• [Set task] Without including any images, repeat the data exactly.

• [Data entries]
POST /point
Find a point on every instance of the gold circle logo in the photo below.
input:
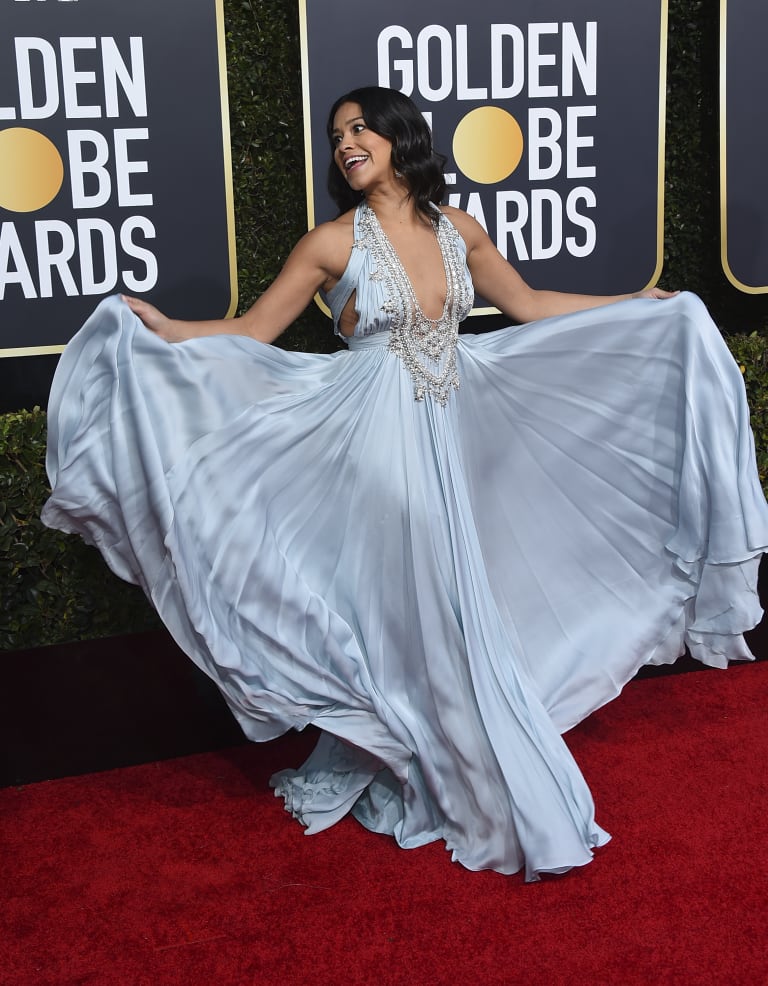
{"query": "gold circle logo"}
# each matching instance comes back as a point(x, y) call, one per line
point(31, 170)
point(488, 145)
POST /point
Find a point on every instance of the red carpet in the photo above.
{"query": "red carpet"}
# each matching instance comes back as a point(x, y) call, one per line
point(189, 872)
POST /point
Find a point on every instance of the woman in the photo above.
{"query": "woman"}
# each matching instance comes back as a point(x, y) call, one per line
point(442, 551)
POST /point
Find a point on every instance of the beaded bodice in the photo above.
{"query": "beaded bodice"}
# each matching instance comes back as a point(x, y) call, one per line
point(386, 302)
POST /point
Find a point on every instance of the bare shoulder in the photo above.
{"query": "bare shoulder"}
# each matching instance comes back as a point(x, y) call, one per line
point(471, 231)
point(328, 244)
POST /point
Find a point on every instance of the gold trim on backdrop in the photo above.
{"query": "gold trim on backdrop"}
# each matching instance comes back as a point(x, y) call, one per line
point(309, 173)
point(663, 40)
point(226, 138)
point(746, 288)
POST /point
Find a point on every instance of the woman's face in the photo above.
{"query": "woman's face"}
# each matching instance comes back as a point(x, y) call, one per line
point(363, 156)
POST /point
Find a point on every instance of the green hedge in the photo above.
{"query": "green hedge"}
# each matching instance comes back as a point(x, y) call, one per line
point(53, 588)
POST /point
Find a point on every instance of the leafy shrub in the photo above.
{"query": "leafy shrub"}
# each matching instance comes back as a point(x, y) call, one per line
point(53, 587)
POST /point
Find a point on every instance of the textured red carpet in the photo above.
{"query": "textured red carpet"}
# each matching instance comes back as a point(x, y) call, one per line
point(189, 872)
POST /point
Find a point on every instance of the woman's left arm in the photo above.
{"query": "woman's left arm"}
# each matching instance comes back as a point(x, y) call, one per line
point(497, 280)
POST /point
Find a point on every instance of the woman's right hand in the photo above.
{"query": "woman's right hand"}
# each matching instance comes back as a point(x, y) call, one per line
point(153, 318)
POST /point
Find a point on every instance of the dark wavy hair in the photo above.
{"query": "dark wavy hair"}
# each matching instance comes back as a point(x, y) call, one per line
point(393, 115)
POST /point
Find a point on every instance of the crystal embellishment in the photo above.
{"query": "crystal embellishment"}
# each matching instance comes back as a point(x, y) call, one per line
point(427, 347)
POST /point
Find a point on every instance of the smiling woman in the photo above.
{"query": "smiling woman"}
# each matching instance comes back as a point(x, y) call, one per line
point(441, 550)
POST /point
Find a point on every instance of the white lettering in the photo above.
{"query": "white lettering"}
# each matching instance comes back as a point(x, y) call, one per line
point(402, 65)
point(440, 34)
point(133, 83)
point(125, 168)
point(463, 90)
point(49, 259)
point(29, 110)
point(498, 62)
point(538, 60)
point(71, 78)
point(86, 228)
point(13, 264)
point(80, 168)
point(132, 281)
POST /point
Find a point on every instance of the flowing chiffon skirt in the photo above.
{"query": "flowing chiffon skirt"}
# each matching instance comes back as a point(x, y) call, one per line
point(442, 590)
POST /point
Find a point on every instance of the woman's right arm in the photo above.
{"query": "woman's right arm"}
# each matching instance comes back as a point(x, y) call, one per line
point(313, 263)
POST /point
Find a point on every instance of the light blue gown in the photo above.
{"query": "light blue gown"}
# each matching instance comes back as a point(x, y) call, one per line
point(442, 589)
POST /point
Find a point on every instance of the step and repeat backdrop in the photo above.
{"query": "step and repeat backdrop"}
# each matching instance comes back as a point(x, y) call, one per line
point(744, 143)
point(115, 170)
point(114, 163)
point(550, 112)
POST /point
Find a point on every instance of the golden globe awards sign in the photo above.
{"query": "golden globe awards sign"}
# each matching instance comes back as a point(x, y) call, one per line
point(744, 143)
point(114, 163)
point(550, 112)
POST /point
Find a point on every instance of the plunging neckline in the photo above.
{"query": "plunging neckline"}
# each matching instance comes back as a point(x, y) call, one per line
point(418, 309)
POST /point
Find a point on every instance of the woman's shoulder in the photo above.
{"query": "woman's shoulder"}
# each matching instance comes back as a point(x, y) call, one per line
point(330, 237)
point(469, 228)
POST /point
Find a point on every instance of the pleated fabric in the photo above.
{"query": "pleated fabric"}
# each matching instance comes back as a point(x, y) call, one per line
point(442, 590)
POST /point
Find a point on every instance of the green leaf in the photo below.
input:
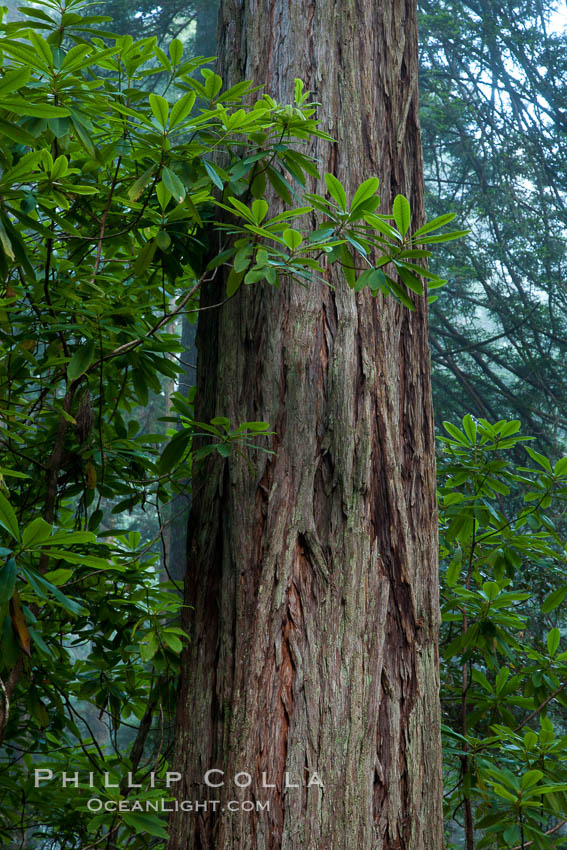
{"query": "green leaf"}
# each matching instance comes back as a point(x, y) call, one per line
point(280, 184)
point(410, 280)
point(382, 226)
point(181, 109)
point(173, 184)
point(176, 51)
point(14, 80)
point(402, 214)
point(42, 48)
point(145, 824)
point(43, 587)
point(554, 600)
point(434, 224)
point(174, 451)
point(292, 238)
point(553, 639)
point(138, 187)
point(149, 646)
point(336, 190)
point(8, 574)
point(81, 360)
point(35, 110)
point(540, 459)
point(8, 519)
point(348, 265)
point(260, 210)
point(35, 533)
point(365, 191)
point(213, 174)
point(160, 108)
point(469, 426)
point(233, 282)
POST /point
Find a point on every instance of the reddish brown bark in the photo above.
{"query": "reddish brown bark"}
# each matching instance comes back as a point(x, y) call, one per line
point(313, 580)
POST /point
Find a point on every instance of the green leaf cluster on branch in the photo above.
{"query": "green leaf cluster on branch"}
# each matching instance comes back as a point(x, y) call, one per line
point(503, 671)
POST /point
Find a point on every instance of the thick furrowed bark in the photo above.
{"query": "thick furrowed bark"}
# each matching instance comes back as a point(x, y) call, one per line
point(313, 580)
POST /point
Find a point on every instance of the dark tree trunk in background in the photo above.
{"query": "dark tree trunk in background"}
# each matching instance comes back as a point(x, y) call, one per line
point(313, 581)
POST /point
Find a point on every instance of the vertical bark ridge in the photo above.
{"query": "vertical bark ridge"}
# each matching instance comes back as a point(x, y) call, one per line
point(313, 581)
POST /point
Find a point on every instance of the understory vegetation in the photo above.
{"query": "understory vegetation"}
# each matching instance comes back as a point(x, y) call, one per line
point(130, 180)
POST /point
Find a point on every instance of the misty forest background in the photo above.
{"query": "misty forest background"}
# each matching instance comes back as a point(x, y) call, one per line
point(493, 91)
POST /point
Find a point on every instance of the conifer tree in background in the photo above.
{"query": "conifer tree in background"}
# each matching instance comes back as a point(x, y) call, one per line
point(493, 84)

• [Full output]
POST /point
Find a point on every instance of the gold circle logo in the photo below.
input:
{"query": "gold circle logo"}
# each matching instance comes back as a point(x, y) call, one per line
point(31, 170)
point(488, 145)
POST /point
Find a point on every instance of the red carpet in the photo above.
{"query": "red carpet"}
# each matching instance comes back as a point(x, y) call, one per line
point(189, 872)
POST /point
Find a point on every instance of the woman in the photo above.
{"query": "woman"}
# each matching instance comes back as a point(x, y) call, one per line
point(442, 551)
POST /point
Find a point on every instance of the beaded bodice in the photo above.
{"query": "beaded bodice"}
# each matching instance comes back as a point(x, y) call, one per line
point(386, 302)
POST /point
Find a point on every instance of the bare shoulder in the photo above.
{"query": "bare shoulder"}
# each matching instance comes back as a point(x, y) call, one per line
point(471, 231)
point(328, 244)
POST /point
Find a point on every instance of the gold trim on backdrop in the photo above.
{"query": "gold trim on backdrop"}
# each matching instance comes back as a point(x, y) call, one per line
point(309, 173)
point(663, 40)
point(226, 138)
point(746, 288)
POST /point
Find a point on every instance of the woman's face in the photo above.
{"query": "woman's face"}
# each matching instance comes back as a point(x, y) call, one per line
point(363, 156)
POST /point
Find a point on every instance of the green hedge in the photo above.
{"query": "green hedge"}
# each matching instance comes back as a point(x, y) call, one per line
point(53, 588)
POST /point
Find a point on every instance of the leafy shrub in the photo above.
{"query": "leafy shrub"}
# each matching instance comes back as a point(x, y) call, one per line
point(53, 587)
POST /point
Find a point on every instance of the textured red carpet in the photo above.
{"query": "textured red carpet"}
# each matching instance comes back as a point(x, y) call, one per line
point(189, 872)
POST /point
Find a point on every instance of the woman's left arm in the photo above.
{"query": "woman's left arm"}
# each matching instance comes back as a point(x, y) call, one per line
point(497, 280)
POST /point
Find a point on every instance of the woman's right hand in the photo above.
{"query": "woman's right hand"}
# each matching instance comes back as a point(x, y) call, one per line
point(153, 318)
POST /point
Find a point on every instance of the dark wavy hair in the photo above.
{"query": "dark wavy hair"}
# each matching instance comes back as a point(x, y) call, one per line
point(393, 115)
POST /point
Find a point on every instance of the crystal embellishment in the photo above.
{"query": "crystal embellishment"}
# each matching instance comes back as a point(x, y) call, one per line
point(427, 347)
POST /point
Find a point on every instance of the smiling woman in the photo above.
{"query": "smiling woman"}
# each matching instance comes back as a point(x, y) call, one per line
point(441, 550)
POST /point
Find a point on every instance of the white lettering in the photo above.
{"query": "white lettering"}
# each matching instance comes back as a point(x, y) call, one per line
point(402, 65)
point(440, 34)
point(133, 83)
point(125, 168)
point(463, 90)
point(49, 259)
point(29, 110)
point(498, 62)
point(538, 60)
point(71, 78)
point(86, 228)
point(13, 264)
point(80, 168)
point(132, 281)
POST /point
Find a point on every instance of the flowing chiffon skirt in the photo above.
{"query": "flowing chiffon skirt"}
# each matching instance comes back as a point(x, y) call, one per line
point(442, 590)
POST /point
Find a point on every instance of the woman's right arm in the photo above.
{"query": "woman's right arm"}
# each matching instance comes back as a point(x, y) call, one per line
point(313, 263)
POST /point
Find a point on every instance of the light blue gown in the photo above.
{"query": "light blue gown"}
# each matching instance comes back as a point(x, y) call, one per line
point(442, 589)
POST /point
Find a point on every instance of the step and repeat backdrop in the photo above.
{"query": "step and repeat backdrop"}
# each matching instance comes back as a point(x, y) call, one per line
point(744, 143)
point(115, 170)
point(114, 163)
point(550, 112)
POST /point
Find a point on every instance of the golden globe awards sign in the photo above.
{"query": "golden globe awards sign"}
# each matching instance comes back as a point(x, y) call, one per line
point(744, 143)
point(114, 163)
point(550, 112)
POST /point
Find a point on every instance of the plunging neckline in the photo above.
{"query": "plunging neckline"}
# each matching instance comes back as a point(x, y) call, one per line
point(418, 309)
POST /point
Find a point on every instance of the woman's shoulder in the photo above.
{"query": "woman's shoulder"}
# each matching instance comes back as a point(x, y) call, one per line
point(330, 237)
point(469, 228)
POST /point
Find a point on every instance of the pleated fabric in the photo above.
{"query": "pleated fabric"}
# each matching instance comes back as a point(x, y) call, one per line
point(442, 590)
POST /point
Find a point on every instance of the green leaf in the photo below.
input:
{"query": "green leaf"}
# each matching instance comes back as a point(x, y) call, one per line
point(280, 184)
point(410, 280)
point(382, 226)
point(181, 109)
point(173, 184)
point(176, 51)
point(14, 80)
point(402, 214)
point(42, 48)
point(145, 824)
point(43, 587)
point(554, 600)
point(434, 224)
point(174, 451)
point(292, 238)
point(553, 639)
point(138, 187)
point(149, 646)
point(336, 190)
point(8, 574)
point(81, 360)
point(35, 110)
point(540, 459)
point(8, 519)
point(348, 265)
point(260, 210)
point(35, 533)
point(365, 191)
point(213, 174)
point(160, 108)
point(469, 426)
point(233, 282)
POST /point
Find a point on every instance of the reddish brown bark in the photo above.
{"query": "reddish brown bark"}
# each matching instance comes back as a point(x, y) call, one per line
point(313, 580)
POST /point
Find a point on every instance of the green leaf cluster on branch in the photo above.
{"query": "green leaf cluster on branch"}
# each matching instance comes back as a point(x, y) call, one per line
point(503, 671)
POST /point
Find a point on every instance of the thick furrowed bark in the photo above.
{"query": "thick furrowed bark"}
# each matching instance comes back as a point(x, y) call, one per line
point(313, 580)
POST /point
Find a point on every instance of the dark tree trunk in background in the photo above.
{"query": "dark tree trunk in background"}
# each matching instance comes back as a point(x, y) call, one per line
point(313, 581)
POST /point
Find a point on every instance of the vertical bark ridge in the photo above.
{"query": "vertical bark ridge"}
# each matching instance comes back as a point(x, y) call, one per line
point(313, 581)
POST /point
Find a point on every instance of the understory vegetation in the photo above.
{"query": "understory vegetation"}
# each matching instance comes back as a point(x, y) call, one per line
point(130, 180)
POST /point
Find a point on every instance of the misty forest background in the photo above.
{"query": "misty forest background"}
# each matching instance comes back as a point(x, y) call, one per line
point(493, 91)
POST /point
Find a point on every instance of the conifer tree in background in the photo above.
{"query": "conifer tree in background"}
# each matching instance comes back as a point(x, y) call, one per line
point(493, 84)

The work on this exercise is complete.